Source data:
══════════════════════════════

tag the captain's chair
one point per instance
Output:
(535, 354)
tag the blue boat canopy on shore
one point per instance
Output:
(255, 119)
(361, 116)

══════════════════════════════

Write down all the entries again without a single difference.

RESULT OF THE EXERCISE:
tag the captain's chair
one point per instance
Output:
(535, 354)
tag the blue boat canopy on shore
one point per instance
Output:
(255, 119)
(361, 116)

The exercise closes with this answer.